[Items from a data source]
------

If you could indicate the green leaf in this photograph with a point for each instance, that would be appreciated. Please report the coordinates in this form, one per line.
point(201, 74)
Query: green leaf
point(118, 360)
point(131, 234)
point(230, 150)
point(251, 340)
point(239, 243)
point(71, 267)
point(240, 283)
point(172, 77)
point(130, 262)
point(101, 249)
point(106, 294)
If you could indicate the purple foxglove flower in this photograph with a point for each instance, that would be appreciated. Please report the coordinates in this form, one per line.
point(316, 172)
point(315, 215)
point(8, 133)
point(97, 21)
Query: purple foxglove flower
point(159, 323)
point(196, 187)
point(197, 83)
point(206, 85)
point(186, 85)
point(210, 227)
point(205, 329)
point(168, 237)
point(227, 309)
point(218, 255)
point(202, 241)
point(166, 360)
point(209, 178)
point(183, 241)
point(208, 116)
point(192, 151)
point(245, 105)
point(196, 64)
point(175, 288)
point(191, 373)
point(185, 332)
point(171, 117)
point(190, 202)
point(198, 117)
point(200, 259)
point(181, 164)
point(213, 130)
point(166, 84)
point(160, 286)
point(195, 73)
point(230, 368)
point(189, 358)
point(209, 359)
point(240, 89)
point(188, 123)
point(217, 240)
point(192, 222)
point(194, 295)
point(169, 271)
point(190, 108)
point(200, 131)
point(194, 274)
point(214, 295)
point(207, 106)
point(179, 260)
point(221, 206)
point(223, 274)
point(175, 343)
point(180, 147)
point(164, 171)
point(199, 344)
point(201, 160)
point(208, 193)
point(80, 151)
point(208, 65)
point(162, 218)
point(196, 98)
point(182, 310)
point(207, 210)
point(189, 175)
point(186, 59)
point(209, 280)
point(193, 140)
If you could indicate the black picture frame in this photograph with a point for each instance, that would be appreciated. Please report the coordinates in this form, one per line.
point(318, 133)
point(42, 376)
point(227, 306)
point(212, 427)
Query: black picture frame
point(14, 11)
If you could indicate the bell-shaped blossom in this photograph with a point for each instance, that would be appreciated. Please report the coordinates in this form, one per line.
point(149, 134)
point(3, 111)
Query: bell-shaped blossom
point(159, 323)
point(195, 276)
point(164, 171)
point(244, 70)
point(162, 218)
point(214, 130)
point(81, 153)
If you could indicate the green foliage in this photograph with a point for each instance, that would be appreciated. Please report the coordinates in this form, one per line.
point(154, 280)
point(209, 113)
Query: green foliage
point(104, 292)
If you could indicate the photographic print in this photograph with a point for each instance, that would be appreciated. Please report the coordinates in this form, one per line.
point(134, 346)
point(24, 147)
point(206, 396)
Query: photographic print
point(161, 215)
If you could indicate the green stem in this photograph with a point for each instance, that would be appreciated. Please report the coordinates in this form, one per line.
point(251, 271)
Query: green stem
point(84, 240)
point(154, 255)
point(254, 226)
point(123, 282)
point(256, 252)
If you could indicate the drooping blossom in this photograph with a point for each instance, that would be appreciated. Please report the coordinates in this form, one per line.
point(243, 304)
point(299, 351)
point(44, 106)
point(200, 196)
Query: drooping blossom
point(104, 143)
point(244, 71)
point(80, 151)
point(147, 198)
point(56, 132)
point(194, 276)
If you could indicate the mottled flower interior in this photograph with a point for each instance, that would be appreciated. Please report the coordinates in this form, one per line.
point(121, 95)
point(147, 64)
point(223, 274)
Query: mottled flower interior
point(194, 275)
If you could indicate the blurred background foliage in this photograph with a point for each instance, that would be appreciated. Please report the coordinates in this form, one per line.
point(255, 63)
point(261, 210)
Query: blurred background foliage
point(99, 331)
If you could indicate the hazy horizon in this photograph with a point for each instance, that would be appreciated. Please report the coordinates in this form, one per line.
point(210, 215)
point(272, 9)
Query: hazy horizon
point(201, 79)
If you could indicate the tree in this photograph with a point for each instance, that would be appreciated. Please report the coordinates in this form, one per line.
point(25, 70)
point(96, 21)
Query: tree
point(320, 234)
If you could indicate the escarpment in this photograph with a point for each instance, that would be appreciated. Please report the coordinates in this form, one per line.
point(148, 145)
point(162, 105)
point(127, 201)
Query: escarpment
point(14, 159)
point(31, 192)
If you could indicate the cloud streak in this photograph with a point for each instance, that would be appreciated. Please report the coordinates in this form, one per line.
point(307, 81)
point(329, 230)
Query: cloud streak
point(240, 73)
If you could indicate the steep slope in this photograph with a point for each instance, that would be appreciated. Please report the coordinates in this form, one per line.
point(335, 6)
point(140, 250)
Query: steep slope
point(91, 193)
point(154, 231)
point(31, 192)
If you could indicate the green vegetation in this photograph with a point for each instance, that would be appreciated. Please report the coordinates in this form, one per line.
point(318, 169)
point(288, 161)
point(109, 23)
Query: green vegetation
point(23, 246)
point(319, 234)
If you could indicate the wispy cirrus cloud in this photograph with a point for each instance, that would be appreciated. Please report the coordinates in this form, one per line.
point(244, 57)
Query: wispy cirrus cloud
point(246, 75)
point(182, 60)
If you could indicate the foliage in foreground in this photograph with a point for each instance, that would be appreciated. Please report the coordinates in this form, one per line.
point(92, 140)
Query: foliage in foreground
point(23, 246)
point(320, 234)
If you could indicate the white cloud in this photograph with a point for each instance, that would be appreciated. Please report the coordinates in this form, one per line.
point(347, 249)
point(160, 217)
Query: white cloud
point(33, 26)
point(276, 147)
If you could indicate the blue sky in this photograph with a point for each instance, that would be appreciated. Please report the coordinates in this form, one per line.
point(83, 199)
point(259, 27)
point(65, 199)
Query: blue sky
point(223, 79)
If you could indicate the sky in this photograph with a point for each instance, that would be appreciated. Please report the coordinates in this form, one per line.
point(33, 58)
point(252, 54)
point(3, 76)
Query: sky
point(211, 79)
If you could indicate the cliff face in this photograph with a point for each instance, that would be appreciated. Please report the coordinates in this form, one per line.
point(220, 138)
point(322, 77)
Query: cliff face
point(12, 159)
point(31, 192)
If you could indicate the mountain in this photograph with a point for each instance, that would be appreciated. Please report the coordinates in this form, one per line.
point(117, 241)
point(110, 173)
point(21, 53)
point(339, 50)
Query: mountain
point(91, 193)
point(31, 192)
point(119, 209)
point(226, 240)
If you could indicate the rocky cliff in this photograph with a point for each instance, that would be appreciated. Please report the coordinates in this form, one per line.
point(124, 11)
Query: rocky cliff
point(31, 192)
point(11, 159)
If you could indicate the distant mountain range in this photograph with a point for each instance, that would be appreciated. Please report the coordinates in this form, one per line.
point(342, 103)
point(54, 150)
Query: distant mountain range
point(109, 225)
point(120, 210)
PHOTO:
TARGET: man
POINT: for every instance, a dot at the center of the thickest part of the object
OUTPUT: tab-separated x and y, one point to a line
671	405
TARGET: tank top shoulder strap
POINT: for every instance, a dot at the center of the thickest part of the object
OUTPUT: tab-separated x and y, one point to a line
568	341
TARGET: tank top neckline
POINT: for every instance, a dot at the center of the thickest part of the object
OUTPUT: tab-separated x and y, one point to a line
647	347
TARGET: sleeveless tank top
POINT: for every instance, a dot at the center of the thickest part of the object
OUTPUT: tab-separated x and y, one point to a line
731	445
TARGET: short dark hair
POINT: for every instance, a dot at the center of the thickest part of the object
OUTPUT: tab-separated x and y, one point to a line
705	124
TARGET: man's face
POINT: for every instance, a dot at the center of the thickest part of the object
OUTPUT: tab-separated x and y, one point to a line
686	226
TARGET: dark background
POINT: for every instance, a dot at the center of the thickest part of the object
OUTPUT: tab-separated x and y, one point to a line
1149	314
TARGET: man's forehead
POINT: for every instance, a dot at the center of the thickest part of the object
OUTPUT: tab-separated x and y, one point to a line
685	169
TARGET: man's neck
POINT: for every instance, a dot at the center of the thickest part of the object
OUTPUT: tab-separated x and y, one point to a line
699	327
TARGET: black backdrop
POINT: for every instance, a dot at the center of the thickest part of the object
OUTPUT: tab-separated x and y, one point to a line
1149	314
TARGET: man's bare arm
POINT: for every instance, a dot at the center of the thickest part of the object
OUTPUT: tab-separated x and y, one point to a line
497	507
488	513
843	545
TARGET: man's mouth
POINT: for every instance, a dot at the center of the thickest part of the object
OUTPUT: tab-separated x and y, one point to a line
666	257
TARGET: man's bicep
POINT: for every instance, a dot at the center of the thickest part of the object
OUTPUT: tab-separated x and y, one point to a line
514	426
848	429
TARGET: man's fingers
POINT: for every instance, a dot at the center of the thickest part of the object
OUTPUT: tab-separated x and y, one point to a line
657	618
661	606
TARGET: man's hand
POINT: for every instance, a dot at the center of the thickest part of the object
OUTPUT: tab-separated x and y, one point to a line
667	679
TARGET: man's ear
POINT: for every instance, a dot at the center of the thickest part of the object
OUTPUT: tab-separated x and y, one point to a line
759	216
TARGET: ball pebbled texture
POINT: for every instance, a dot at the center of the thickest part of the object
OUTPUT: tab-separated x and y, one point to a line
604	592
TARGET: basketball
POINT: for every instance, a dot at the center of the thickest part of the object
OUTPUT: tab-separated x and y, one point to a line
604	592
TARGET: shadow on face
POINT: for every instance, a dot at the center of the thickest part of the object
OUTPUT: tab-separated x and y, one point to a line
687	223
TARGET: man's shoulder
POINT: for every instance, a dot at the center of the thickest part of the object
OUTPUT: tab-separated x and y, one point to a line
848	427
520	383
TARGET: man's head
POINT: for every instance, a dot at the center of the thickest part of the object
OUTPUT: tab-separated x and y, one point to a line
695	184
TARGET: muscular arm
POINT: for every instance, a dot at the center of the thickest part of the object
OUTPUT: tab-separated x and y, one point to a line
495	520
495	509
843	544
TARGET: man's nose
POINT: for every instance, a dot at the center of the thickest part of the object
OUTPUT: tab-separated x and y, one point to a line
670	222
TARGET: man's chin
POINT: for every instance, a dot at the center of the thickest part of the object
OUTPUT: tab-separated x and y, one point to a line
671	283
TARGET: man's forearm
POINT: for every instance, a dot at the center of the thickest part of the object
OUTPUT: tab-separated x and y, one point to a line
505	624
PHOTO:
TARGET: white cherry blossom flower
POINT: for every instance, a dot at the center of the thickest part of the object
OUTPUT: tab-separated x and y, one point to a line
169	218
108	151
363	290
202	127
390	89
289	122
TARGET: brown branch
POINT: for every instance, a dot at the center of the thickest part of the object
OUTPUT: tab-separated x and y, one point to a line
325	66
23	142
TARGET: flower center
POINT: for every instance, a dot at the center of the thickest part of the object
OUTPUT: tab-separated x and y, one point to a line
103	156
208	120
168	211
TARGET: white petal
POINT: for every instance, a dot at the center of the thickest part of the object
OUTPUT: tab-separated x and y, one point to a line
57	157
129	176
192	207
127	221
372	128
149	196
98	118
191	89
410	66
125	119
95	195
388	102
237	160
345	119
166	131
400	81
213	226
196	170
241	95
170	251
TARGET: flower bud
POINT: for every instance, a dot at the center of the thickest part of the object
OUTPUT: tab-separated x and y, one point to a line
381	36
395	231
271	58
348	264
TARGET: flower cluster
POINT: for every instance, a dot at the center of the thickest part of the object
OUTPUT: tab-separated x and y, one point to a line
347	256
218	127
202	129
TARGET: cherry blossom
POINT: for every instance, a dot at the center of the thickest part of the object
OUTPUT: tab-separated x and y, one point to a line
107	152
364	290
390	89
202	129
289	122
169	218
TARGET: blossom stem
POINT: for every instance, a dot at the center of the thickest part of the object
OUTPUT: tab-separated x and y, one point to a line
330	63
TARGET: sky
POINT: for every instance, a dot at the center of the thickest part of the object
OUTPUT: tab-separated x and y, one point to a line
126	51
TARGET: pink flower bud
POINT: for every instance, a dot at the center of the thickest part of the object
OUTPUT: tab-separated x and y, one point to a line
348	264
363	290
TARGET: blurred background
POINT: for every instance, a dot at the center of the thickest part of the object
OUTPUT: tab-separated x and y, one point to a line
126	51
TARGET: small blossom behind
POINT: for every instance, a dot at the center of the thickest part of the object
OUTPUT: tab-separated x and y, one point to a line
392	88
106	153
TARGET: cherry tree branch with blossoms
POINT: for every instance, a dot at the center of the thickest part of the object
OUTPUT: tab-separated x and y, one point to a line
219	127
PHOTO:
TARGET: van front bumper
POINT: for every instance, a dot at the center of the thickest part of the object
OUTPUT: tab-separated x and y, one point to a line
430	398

------

Return, unchanged, the stretch of the data from its start through the line containing "point(230, 150)".

If you could indicate the green leaf in this photograph with a point for each instance, that would be appreciated. Please report the coordinates in this form, one per line.
point(201, 74)
Query: green leaf
point(118, 360)
point(131, 234)
point(230, 150)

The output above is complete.